Directions: Write out every record in full, exactly as written, please.

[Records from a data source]

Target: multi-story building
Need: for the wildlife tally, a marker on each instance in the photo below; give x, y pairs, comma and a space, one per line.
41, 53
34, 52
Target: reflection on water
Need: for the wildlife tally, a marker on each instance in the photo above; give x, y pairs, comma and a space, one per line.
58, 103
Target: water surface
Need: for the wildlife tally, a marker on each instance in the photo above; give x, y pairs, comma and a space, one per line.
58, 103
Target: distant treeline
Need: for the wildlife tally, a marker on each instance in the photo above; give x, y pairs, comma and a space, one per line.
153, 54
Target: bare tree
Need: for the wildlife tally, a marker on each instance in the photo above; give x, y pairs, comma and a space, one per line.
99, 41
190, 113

Result of this task:
Target: multi-story building
Need: for the wildlife tally, a marker on each instance in the photo below; give x, y pairs, comma and a space, one per line.
41, 53
34, 52
Target: reflection on water
Need: for the wildlife tally, a marker on each instance in the photo above; give x, y pairs, comma and a space, one per line.
58, 103
Target: water surface
Need: for the wildlife tally, a marker on each instance in the photo above; give x, y pairs, comma and a space, one per line.
58, 103
Target: distant treeline
Need: for the wildlife tally, a marker on each instance in the photo above; give x, y pairs, comma and a space, one per line.
153, 54
Target: bare tree
Need: for the wildlife tally, a marker on each instance in the photo above; give x, y pairs, comma and a space, one per line.
99, 41
190, 113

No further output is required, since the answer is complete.